(Excerpts from point annotation data)
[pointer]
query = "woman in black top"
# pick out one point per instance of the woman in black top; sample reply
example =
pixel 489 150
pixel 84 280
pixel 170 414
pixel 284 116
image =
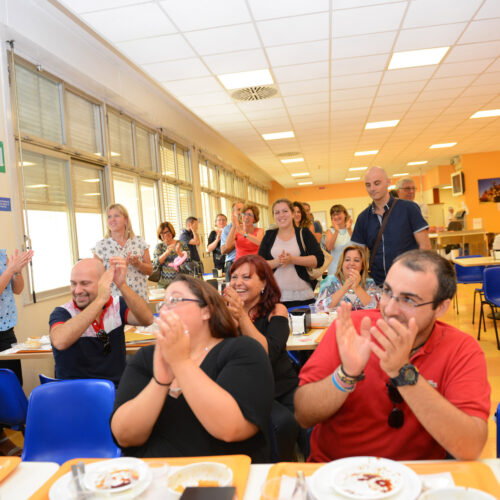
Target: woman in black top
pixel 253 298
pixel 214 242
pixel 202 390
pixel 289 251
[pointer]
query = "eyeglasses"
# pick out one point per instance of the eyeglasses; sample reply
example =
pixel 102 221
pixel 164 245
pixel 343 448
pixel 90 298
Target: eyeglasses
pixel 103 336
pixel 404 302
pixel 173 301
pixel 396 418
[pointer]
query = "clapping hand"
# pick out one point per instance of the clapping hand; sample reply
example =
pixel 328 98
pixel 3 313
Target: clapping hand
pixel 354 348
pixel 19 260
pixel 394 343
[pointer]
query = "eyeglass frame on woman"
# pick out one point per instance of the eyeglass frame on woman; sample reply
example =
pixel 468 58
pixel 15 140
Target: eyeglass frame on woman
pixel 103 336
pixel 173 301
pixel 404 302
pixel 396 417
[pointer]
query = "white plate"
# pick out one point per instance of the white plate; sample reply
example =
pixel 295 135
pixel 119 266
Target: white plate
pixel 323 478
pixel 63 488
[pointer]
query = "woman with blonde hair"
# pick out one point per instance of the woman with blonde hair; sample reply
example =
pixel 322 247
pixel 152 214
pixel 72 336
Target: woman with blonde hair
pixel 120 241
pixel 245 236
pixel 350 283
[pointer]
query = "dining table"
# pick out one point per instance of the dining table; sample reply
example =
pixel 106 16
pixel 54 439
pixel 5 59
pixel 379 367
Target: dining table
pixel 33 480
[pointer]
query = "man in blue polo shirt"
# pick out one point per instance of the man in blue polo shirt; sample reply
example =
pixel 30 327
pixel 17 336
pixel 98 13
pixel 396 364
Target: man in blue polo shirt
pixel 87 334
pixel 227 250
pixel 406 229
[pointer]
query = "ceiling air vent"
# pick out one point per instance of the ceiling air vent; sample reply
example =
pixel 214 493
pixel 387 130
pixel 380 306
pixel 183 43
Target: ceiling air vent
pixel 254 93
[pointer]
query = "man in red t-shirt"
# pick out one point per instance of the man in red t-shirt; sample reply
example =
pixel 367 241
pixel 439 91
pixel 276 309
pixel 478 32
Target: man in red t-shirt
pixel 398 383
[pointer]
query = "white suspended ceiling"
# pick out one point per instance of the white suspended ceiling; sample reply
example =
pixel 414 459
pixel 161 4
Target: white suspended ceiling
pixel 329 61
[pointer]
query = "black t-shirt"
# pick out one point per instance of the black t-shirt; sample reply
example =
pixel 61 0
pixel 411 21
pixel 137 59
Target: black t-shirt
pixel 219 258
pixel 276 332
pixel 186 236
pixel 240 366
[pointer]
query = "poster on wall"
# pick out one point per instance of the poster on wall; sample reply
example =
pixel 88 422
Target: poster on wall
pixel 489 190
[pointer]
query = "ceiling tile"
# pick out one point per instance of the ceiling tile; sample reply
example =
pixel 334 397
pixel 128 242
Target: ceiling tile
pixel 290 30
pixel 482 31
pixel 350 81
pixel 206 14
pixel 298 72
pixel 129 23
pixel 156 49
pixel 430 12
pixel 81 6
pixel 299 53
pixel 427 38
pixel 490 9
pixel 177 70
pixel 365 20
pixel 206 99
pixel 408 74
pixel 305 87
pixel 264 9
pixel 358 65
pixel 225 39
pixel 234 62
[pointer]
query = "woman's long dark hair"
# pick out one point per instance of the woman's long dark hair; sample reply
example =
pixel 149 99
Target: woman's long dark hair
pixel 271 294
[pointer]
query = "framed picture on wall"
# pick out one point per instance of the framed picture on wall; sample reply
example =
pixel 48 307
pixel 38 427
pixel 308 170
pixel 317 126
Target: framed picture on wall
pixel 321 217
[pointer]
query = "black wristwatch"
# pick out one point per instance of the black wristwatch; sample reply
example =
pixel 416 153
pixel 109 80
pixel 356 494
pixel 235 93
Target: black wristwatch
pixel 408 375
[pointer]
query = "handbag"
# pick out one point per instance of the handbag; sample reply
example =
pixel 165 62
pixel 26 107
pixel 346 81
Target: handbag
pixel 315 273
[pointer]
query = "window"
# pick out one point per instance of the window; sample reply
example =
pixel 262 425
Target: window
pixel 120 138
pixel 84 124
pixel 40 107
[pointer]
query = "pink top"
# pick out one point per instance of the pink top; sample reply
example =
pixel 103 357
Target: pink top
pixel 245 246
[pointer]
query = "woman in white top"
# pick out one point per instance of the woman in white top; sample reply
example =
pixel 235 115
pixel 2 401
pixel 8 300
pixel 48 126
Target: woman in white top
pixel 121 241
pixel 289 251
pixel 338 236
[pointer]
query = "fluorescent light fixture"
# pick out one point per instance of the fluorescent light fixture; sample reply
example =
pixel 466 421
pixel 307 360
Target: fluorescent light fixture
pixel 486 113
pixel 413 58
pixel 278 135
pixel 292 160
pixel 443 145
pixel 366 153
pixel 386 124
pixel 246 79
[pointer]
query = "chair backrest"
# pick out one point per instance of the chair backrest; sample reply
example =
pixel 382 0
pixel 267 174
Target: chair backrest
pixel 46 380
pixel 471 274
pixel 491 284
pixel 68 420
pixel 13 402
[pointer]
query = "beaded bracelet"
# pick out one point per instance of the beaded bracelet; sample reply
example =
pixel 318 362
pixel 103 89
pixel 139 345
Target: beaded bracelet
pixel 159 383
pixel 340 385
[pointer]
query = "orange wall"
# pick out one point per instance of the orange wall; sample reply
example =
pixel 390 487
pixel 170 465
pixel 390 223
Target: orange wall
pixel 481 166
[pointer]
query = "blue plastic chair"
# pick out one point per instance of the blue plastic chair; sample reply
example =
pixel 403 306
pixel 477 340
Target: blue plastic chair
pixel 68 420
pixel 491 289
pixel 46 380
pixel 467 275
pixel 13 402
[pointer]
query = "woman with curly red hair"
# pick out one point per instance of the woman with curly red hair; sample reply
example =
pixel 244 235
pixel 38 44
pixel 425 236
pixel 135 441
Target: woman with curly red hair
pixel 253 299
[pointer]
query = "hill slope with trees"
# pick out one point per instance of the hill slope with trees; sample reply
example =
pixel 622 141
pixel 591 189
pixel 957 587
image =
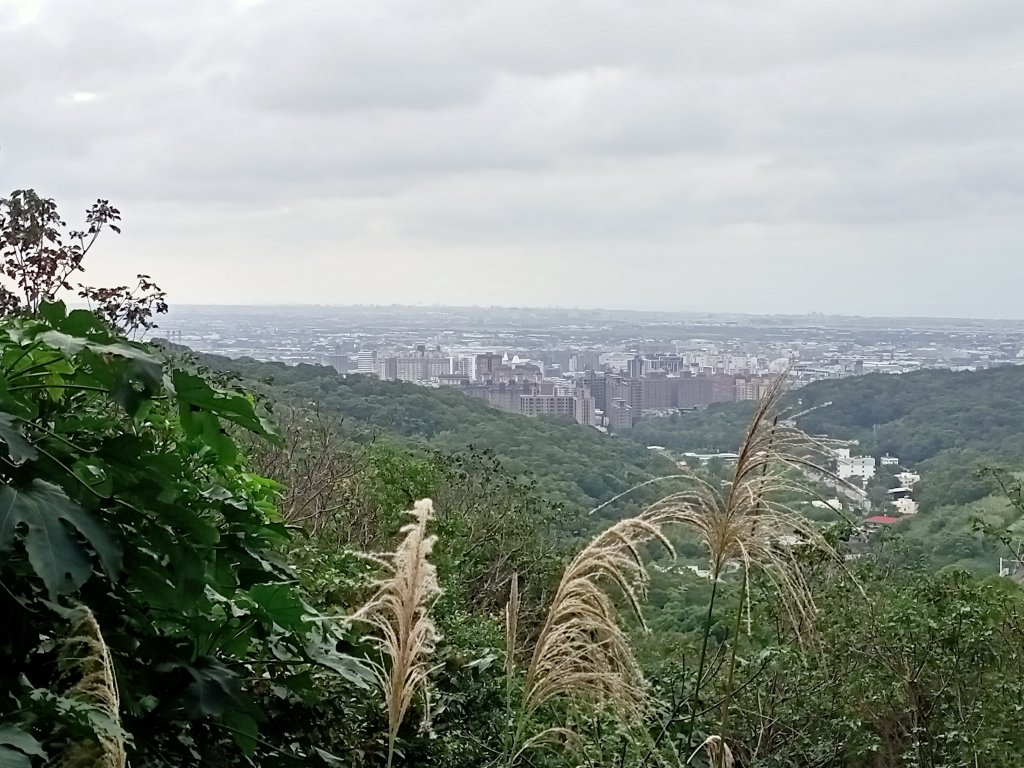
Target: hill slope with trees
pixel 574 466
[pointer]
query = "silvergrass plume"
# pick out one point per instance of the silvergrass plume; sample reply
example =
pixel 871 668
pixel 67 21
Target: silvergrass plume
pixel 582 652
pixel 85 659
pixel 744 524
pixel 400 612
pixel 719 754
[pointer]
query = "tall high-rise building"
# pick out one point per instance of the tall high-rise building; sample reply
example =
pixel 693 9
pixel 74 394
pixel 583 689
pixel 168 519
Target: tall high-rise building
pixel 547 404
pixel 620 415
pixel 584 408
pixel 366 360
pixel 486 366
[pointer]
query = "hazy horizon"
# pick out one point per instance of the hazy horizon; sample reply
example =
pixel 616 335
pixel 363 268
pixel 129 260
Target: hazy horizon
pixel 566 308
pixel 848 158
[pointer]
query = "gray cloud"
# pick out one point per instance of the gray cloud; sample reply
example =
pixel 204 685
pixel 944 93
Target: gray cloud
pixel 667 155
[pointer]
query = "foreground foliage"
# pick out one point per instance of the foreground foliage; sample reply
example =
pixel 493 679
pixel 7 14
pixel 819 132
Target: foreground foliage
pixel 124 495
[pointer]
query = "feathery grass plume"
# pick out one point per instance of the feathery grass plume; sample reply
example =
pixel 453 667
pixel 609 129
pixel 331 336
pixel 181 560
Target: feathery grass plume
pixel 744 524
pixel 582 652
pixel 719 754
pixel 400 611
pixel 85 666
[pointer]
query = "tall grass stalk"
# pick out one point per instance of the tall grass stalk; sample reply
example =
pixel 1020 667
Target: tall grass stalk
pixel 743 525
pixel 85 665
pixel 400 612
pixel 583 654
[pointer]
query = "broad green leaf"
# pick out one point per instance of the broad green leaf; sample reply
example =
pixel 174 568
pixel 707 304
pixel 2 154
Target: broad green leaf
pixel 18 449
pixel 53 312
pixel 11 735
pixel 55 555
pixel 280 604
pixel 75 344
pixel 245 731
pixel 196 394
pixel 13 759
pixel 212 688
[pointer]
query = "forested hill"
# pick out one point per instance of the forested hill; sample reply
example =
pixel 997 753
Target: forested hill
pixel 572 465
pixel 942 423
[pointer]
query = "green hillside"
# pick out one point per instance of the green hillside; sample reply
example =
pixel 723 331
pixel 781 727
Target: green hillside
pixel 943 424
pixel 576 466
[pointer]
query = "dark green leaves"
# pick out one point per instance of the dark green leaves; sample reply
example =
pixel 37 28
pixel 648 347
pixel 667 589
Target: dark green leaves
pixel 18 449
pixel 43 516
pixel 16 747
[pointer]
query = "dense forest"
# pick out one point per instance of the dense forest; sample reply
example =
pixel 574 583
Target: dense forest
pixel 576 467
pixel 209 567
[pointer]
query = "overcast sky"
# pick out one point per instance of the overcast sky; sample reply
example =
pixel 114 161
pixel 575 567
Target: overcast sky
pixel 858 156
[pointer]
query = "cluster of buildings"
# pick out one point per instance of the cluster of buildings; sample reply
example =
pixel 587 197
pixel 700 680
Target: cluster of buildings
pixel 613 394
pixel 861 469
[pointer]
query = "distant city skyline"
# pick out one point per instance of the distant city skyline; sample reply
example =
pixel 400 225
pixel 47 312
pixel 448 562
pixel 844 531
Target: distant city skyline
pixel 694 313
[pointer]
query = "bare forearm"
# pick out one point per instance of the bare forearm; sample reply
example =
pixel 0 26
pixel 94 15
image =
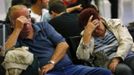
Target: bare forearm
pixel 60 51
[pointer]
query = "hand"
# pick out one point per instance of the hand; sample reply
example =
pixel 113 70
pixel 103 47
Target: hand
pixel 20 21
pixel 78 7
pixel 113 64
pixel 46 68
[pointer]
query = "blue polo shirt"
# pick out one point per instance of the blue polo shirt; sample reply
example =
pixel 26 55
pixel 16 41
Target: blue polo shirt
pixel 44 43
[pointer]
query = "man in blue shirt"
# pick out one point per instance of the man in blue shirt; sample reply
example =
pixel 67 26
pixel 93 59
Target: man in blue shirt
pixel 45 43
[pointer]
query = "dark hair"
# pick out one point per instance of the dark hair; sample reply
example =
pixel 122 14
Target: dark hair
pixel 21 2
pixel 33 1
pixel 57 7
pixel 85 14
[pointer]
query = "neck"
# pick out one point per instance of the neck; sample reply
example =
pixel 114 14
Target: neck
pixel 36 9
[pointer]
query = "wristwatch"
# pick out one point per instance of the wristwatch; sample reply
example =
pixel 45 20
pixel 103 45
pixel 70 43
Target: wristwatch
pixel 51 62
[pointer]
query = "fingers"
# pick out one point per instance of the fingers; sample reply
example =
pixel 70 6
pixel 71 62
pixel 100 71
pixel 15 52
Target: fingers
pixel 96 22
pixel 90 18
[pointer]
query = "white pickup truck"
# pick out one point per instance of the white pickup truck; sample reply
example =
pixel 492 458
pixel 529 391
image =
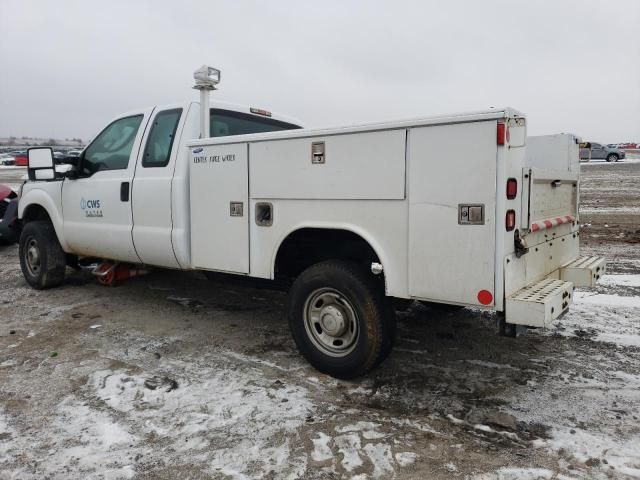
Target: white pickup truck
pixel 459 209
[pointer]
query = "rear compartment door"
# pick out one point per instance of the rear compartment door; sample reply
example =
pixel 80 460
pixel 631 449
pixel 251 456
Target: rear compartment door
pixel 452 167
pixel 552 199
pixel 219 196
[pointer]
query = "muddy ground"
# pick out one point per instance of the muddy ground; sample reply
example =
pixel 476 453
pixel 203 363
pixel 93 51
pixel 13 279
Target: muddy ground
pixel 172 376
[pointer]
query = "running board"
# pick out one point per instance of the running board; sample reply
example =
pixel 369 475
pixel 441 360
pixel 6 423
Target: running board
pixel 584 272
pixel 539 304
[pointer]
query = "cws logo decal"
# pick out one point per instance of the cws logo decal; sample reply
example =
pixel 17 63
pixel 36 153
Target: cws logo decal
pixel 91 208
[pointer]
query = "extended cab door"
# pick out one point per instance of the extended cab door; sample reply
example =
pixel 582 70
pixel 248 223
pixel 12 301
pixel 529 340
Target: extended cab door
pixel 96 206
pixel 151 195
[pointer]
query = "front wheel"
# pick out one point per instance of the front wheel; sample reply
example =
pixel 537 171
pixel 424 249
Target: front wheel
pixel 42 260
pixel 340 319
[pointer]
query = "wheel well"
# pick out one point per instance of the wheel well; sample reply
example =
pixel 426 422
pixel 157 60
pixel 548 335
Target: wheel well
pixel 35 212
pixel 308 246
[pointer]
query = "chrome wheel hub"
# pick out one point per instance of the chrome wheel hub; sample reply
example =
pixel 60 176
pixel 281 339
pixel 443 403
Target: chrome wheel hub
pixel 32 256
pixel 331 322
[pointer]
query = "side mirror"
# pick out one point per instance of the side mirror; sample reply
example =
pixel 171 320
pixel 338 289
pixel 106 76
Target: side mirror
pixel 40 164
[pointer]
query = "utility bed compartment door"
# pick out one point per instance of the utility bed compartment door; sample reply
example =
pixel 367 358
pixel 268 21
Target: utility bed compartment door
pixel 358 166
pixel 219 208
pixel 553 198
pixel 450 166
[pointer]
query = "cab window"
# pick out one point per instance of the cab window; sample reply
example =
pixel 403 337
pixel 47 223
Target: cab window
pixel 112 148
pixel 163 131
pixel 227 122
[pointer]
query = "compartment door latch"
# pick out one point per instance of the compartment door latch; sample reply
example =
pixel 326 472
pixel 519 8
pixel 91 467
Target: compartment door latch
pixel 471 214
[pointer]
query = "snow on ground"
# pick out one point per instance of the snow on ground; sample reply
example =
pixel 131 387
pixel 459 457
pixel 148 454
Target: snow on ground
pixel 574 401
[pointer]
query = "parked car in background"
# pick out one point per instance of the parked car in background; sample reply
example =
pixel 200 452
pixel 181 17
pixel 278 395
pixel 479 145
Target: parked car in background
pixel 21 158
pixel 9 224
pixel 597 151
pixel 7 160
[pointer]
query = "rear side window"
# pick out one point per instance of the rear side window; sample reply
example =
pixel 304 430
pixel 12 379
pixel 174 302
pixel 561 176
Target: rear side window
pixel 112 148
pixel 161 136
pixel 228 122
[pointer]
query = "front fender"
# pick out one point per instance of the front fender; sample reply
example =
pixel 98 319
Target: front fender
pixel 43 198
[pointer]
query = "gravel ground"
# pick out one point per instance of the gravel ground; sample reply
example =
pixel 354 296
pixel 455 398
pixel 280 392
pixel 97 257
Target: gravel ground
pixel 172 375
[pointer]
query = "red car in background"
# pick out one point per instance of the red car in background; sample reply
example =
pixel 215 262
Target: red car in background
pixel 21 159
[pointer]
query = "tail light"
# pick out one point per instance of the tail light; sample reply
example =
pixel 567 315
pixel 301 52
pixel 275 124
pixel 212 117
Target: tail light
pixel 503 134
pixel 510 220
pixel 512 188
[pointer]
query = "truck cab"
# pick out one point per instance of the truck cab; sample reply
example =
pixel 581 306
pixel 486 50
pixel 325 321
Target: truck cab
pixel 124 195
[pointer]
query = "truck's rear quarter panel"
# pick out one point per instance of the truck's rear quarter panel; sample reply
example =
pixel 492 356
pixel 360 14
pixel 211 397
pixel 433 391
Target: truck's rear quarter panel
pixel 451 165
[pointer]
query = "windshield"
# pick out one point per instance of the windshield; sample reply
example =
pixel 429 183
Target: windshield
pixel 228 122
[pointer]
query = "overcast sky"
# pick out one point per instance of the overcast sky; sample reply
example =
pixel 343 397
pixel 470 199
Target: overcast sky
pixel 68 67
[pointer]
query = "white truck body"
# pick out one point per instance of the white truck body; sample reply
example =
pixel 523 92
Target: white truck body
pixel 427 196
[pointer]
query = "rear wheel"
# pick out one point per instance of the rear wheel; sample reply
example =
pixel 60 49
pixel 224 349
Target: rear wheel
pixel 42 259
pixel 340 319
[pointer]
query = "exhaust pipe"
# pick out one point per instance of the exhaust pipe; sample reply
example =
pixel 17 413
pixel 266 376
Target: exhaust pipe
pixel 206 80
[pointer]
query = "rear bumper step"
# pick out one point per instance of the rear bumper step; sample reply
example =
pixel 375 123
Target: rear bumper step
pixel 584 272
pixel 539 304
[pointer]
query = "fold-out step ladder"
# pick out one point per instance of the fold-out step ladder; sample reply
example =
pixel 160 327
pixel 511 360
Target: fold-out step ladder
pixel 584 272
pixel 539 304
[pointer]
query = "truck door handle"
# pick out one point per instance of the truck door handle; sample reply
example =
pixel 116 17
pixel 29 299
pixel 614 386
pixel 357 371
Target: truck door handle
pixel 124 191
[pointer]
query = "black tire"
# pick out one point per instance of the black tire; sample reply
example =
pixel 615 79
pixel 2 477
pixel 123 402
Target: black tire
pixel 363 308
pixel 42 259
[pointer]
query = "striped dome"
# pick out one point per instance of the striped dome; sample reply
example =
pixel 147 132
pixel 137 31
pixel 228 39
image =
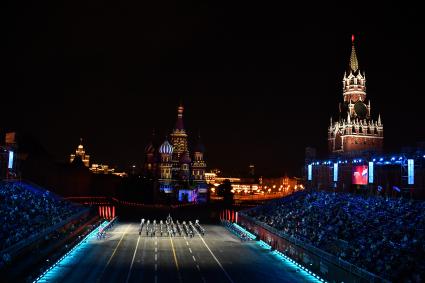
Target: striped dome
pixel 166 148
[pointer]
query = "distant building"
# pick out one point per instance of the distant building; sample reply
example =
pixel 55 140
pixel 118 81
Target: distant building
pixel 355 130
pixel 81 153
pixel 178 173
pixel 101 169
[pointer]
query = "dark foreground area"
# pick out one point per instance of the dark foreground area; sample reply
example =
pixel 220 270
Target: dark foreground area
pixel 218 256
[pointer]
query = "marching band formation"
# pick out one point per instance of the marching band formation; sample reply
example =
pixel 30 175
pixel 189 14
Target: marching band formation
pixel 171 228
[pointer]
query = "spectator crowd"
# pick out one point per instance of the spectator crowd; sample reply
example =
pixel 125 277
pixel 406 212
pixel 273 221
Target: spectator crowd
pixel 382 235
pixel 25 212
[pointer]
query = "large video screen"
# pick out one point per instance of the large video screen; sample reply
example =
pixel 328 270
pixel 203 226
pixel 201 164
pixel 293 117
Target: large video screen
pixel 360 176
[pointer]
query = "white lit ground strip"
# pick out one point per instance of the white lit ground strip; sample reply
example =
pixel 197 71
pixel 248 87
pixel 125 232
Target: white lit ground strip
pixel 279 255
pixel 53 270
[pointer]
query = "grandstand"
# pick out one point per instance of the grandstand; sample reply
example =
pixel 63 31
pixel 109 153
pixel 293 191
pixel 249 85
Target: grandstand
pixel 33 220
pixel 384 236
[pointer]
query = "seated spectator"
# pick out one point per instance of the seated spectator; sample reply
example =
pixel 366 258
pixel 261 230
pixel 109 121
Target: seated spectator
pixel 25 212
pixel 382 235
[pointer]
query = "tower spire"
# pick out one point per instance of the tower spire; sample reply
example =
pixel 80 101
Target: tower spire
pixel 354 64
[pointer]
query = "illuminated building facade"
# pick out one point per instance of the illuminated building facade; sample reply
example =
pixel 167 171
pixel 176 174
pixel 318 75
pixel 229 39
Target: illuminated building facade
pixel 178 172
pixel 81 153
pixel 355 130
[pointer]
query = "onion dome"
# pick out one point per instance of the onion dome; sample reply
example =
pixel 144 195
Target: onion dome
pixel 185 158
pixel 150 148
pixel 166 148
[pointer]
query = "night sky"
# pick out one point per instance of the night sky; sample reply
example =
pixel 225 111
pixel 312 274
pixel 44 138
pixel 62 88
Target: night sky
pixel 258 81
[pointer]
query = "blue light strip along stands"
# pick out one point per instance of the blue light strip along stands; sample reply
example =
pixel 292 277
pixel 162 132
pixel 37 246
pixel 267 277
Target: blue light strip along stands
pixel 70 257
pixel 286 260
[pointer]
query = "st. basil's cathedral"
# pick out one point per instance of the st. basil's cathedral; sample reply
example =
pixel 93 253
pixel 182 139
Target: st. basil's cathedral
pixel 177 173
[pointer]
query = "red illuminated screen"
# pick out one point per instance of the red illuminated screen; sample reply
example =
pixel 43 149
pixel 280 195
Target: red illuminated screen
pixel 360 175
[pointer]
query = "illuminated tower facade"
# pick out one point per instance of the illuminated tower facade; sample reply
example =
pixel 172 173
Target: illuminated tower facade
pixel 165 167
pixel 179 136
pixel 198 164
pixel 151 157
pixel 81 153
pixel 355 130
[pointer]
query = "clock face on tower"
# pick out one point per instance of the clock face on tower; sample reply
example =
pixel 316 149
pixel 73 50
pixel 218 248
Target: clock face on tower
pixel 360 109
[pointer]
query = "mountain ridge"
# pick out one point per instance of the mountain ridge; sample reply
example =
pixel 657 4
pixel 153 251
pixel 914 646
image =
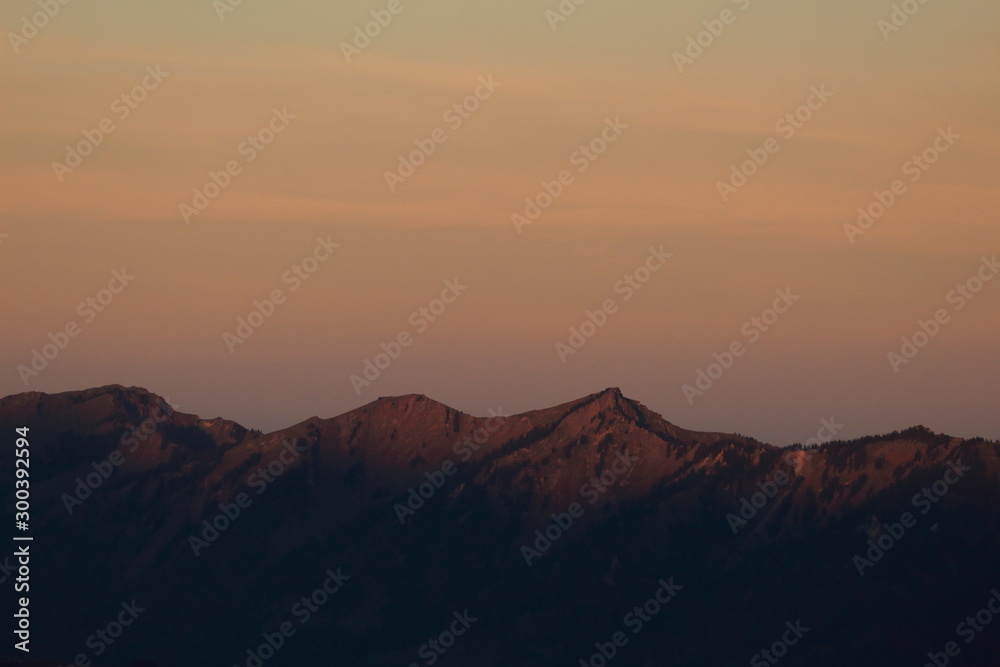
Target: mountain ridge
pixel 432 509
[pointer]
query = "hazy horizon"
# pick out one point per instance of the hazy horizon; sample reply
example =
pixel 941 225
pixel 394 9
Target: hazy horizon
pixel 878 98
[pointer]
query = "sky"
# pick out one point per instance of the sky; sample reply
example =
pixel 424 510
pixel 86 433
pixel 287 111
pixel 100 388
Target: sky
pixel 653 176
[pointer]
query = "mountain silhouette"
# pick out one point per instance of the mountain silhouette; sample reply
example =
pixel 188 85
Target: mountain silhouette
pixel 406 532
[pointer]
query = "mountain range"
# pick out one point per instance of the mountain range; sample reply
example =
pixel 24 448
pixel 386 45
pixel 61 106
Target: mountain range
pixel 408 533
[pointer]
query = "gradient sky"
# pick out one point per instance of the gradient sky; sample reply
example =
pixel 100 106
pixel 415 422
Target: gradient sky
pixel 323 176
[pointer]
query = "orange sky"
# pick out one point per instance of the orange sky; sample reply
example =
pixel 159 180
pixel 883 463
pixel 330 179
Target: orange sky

> _THE PROBLEM_:
Gather every line in the listing above that contains the string "windshield". Case matters.

> _THE COMPLETED TASK_:
query = "windshield"
# pick out one point per instance of the windshield; sample reply
Target: windshield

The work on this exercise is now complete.